Image-grounded pointing data

□ □ □ □ □

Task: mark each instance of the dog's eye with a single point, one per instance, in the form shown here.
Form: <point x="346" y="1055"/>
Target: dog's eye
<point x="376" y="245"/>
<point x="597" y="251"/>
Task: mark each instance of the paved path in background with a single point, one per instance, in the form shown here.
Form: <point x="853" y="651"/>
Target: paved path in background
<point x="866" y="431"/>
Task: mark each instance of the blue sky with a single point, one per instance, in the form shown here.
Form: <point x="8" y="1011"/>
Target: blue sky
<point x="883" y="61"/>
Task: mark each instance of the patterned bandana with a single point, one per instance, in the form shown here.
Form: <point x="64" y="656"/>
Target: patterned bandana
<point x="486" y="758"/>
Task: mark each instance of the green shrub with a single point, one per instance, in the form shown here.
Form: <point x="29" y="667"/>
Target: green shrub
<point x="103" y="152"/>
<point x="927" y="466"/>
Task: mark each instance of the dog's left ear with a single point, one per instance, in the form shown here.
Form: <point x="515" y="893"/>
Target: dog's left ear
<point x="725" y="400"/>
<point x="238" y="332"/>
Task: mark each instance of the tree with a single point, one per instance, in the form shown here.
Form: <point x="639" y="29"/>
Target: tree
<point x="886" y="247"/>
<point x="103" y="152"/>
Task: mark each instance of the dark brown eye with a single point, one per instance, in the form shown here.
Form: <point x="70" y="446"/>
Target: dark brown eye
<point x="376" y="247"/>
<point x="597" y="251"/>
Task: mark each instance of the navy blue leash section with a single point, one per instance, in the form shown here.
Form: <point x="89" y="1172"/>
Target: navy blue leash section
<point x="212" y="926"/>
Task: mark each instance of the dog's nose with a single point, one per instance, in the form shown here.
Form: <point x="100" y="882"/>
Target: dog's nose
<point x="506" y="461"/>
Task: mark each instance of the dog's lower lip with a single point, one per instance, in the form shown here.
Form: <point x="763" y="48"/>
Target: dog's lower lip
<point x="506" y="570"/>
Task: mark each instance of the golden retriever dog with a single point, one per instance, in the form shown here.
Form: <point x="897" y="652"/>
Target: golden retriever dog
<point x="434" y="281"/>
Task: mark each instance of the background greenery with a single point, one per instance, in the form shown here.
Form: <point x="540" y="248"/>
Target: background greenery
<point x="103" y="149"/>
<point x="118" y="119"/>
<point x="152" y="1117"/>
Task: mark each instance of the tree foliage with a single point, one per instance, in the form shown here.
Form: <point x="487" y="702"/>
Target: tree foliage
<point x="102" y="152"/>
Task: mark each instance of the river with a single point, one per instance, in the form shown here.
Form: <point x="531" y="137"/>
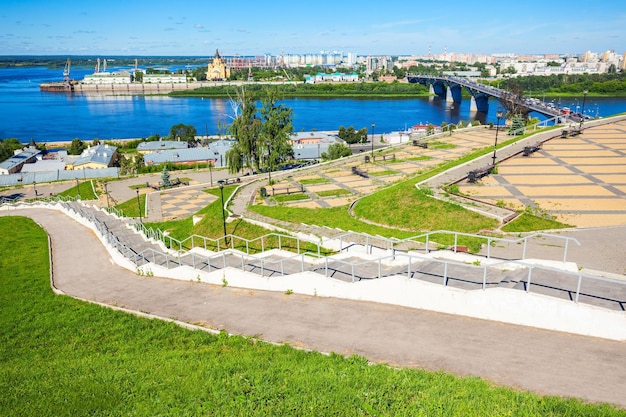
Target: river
<point x="28" y="113"/>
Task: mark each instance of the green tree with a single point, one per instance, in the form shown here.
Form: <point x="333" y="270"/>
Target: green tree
<point x="245" y="130"/>
<point x="125" y="165"/>
<point x="275" y="134"/>
<point x="76" y="147"/>
<point x="138" y="77"/>
<point x="517" y="125"/>
<point x="351" y="136"/>
<point x="336" y="151"/>
<point x="165" y="177"/>
<point x="139" y="162"/>
<point x="184" y="132"/>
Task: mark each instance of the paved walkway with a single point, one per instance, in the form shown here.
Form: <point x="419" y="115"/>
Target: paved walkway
<point x="524" y="358"/>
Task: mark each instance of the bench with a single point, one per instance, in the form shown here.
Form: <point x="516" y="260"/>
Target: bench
<point x="359" y="172"/>
<point x="477" y="174"/>
<point x="282" y="190"/>
<point x="529" y="150"/>
<point x="574" y="132"/>
<point x="385" y="157"/>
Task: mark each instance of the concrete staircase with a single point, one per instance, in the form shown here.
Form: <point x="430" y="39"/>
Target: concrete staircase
<point x="352" y="265"/>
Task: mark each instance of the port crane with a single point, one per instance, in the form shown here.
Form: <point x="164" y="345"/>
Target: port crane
<point x="66" y="71"/>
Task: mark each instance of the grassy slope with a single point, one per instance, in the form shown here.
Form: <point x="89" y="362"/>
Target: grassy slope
<point x="63" y="357"/>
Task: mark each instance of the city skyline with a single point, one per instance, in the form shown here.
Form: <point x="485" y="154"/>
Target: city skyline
<point x="35" y="27"/>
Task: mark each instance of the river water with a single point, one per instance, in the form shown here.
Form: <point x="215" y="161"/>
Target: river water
<point x="28" y="113"/>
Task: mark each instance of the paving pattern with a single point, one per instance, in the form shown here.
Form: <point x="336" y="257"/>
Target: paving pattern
<point x="183" y="203"/>
<point x="409" y="160"/>
<point x="579" y="180"/>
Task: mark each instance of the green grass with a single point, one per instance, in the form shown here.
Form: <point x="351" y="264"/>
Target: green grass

□ □ □ □ □

(Task requirements):
Could you restate every record above word for word, dropping the pictures?

(Output):
Task: mark each instance of the dog's eye with a single point, one per instance, in the form shown here.
Form: <point x="346" y="1055"/>
Target: dog's eye
<point x="376" y="245"/>
<point x="597" y="251"/>
Task: mark each instance of the paved path in background with a single point, one per instance, in the form shown here.
Form: <point x="853" y="651"/>
Target: paved path in background
<point x="866" y="431"/>
Task: mark each instance of the blue sky with a single point, one per instance, in the form shown here.
Form: <point x="8" y="1011"/>
Target: blue sky
<point x="883" y="61"/>
Task: mark each instance of the patterned bandana with a single point, one per instance, in the form shown here.
Form: <point x="64" y="656"/>
Target: patterned bandana
<point x="486" y="758"/>
Task: mark each instance of the green shrub with a single point, one per instance, in the form shown here.
Form: <point x="29" y="667"/>
Target: green shrub
<point x="103" y="152"/>
<point x="927" y="466"/>
Task: mark each instance of the dog's left ear with a single point, one per instance, in the form shown here.
Form: <point x="515" y="893"/>
Target: dog's left ear
<point x="725" y="400"/>
<point x="238" y="332"/>
Task: mark each instance of the tree with a single point, one per instance, in the form shown here.
Form: <point x="639" y="29"/>
Target: tree
<point x="886" y="247"/>
<point x="103" y="152"/>
Task: mark each instance of the dark brown eye with a single point, one per instance, in the form shown here.
Form: <point x="70" y="446"/>
Target: dark brown eye
<point x="376" y="247"/>
<point x="597" y="251"/>
Task: mark each instance of the navy blue leash section with a single point, one per instance, in the form shown here.
Form: <point x="89" y="1172"/>
Target: navy blue leash section
<point x="212" y="926"/>
Task: mark each instance of the dog's nose with a single point, one per instance, in the form shown here.
Form: <point x="100" y="882"/>
Target: dog's nose
<point x="506" y="461"/>
Task: mark each instance of the dog's lower lip with a single point, one per instance, in the form shown here.
Form: <point x="763" y="48"/>
Target: dog's lower lip
<point x="506" y="570"/>
Task: mark each instance of the golden retriever dog with a single point, one per instance, in the form shown here.
Form: <point x="897" y="652"/>
Target: golden retriever dog
<point x="434" y="281"/>
Task: mark each instance of the background greenery with a single point, one per instance, in the form shown here.
Form: <point x="540" y="248"/>
Target: background greenery
<point x="103" y="149"/>
<point x="118" y="119"/>
<point x="152" y="1117"/>
Task: mark each instance of the tree foliage with a single point, one per instance, in the form shown here.
Form: <point x="487" y="702"/>
Target: tree foliage
<point x="102" y="152"/>
Task: mark each instance of the river with a single point, one per instance, in the form shown here.
Form: <point x="531" y="137"/>
Target: river
<point x="28" y="113"/>
Task: mark each instance of the green tree with a single point, one per instance, in the form shown here.
Form: <point x="333" y="270"/>
Target: green tree
<point x="245" y="130"/>
<point x="125" y="165"/>
<point x="275" y="134"/>
<point x="76" y="147"/>
<point x="138" y="77"/>
<point x="517" y="125"/>
<point x="351" y="136"/>
<point x="336" y="151"/>
<point x="165" y="177"/>
<point x="139" y="162"/>
<point x="184" y="132"/>
Task: mark each instance of the paved walkway with a single point, one per instance, in the form shown here.
Form: <point x="419" y="115"/>
Target: paved walkway
<point x="524" y="358"/>
Task: mark each instance of the bench with a single point, one per instance, in the form shown here.
Form: <point x="516" y="260"/>
Target: bench
<point x="359" y="172"/>
<point x="477" y="174"/>
<point x="282" y="190"/>
<point x="529" y="150"/>
<point x="574" y="132"/>
<point x="385" y="157"/>
Task: mark each instance of the concrete staircase with a single point, one per instance, in the form shown here.
Form: <point x="430" y="39"/>
Target: concrete staircase
<point x="352" y="265"/>
Task: mark each instance of the port crane with a single point, one per instance, in the form shown here.
Form: <point x="164" y="345"/>
Target: port crane
<point x="66" y="71"/>
Task: mark each instance of the grassy slope with a single point, one per instance, in the form shown here.
Form: <point x="89" y="362"/>
Target: grassy slope
<point x="63" y="357"/>
Task: mark each instance of the city skyline with a single point, one per instance, in the form shown here.
Form: <point x="485" y="154"/>
Target: city skyline
<point x="35" y="27"/>
Task: mark each instance of the river water with a single point, one per instance, in the form shown here.
Form: <point x="215" y="161"/>
Target: river water
<point x="28" y="113"/>
Task: mark each instance of the paving pattern with a single point, one per instance, in the form shown here.
Form: <point x="336" y="257"/>
Target: paving pattern
<point x="183" y="203"/>
<point x="409" y="160"/>
<point x="579" y="180"/>
Task: mark each instance of the green grass with a single point, one per instance, in the form shown here.
Form: <point x="351" y="264"/>
Target: green grass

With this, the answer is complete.